* [DOCUMENT PASSAGE]
+++++
Claims of alternative medicine and pharmacy practitioners on efficacious healing on terminal diseases suffer a crushing setback as laboratory analysis of some formulae on therapy for cancer ended up being a hoax, and a naturalized American doctor and Pentecostal preacher, Christine Daniel, faces the possibility of up to one hundred and fifty years behind bars.
The medical doctor originally from Nigeria, with e-mail spam-like name Christine Daniel, promised unsubstantiated snake oil healing for cancer patients who at the most critical point of their illness are made to drink portions that stink like sewage water.
Christine Daniel, 57, of Los Angeles was found guilty Monday of 11 counts, including wire fraud, tax evasion and witness tampering. She faces up to 150 years in prison and $5.5 million in fines when she’s sentenced on Dec. 5.
Daniel used her position both as a doctor at the Sonrise Wellness Center and a Pentecostal minister to entice people from across the nation to take her herbal product. She charged as much as $150,000 for a six-month treatment program that she said could cure cancer, multiple sclerosis, Alzheimer’s Disease and diabetes.
In court documents, authorities contend Daniel took advantage of patients who desperately sought alternative measures after enduring draining rounds of chemotherapy and radiation.
+++++
* [RECORDS SHOWN]
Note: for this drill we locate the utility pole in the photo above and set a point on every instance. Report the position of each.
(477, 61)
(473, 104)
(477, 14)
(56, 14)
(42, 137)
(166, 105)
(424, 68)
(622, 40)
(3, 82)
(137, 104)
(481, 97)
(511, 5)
+++++
* [TASK REQUIREMENTS]
1. Answer these questions using the fraud article:
(a) How old is Christine Daniel?
(b) What is the most she charged for her six-month treatment program?
(c) On what date is she to be sentenced?
2. From the fraud article, pull out the passage that runs from "Claims of alternative" to "like sewage water." and copy it word for word.
The entries come from a different source than the fraud article.

* [EXPECTED OUTPUTS]
1.
(a) 57
(b) $150,000
(c) Dec. 5

2.
Claims of alternative medicine and pharmacy practitioners on efficacious healing on terminal diseases suffer a crushing setback as laboratory analysis of some formulae on therapy for cancer ended up being a hoax, and a naturalized American doctor and Pentecostal preacher, Christine Daniel, faces the possibility of up to one hundred and fifty years behind bars.
The medical doctor originally from Nigeria, with e-mail spam-like name Christine Daniel, promised unsubstantiated snake oil healing for cancer patients who at the most critical point of their illness are made to drink portions that stink like sewage water.